--- Page extract ---

I am looking for suggestions regarding when you should make a phylogenetic tree. I used deblur to process my dataset. Should the tree be made with the rep-seqs from the deblur output? After deblur, I removed mitochondria and chloroplast sequences from my dataset. I also filtered by taxon frequency, reducing my total number of taxa from 2,016 (deblur output) to 898. Should the tree then be made only with the 898 taxa? Does having more sequences in the alignment improve the quality? Will the weighted unifrac distances be compromised if taxa present in the tree are not also present in the biom table?
I appreciate any recommendations.
It kind of depends on how you construct a tree. For example if you use SEPP (via q2-fragment-insertion) then it doesn’t matter too much as things are always inserted into a reference. If you are doing a de-novo construction, then you are definitely better off filtering out things like mitochondria/chloroplasts as they will probably impact the other distances.

--- Supplied information ---
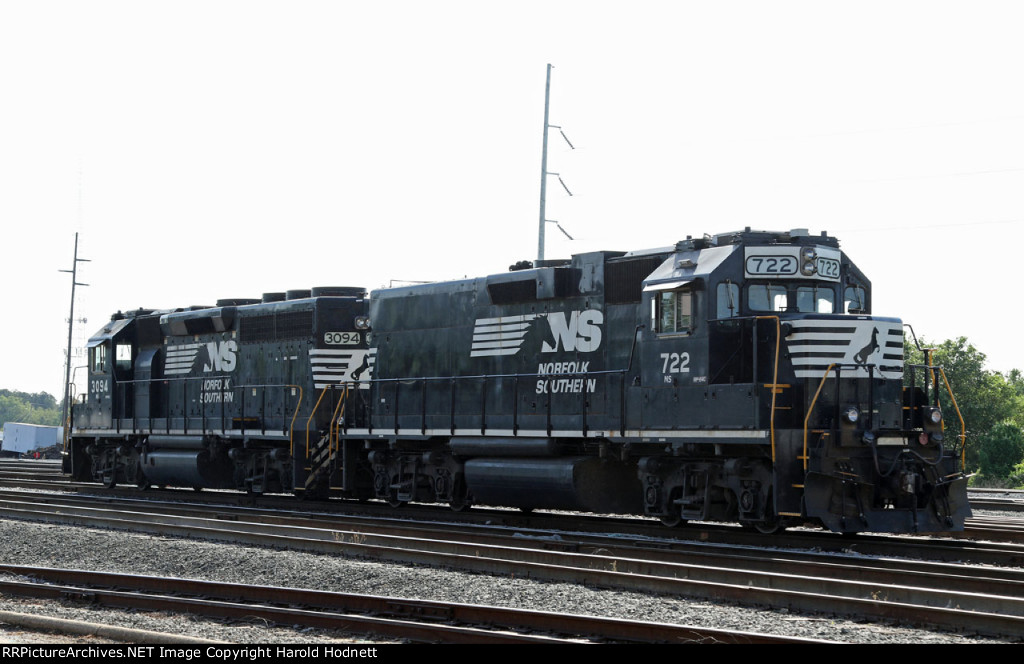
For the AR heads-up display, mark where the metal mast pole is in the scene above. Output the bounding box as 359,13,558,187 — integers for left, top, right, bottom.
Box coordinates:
59,233,89,435
537,64,551,262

--- Exercise directions ---
Answer these from the thread on building a phylogenetic tree:
1. Which tool was used to process the dataset?
2. After filtering by taxon frequency, how many taxa were left?
3. Which approach does the reply say always inserts sequences into a reference?

--- Solution ---
1. deblur
2. 898
3. SEPP (via q2-fragment-insertion)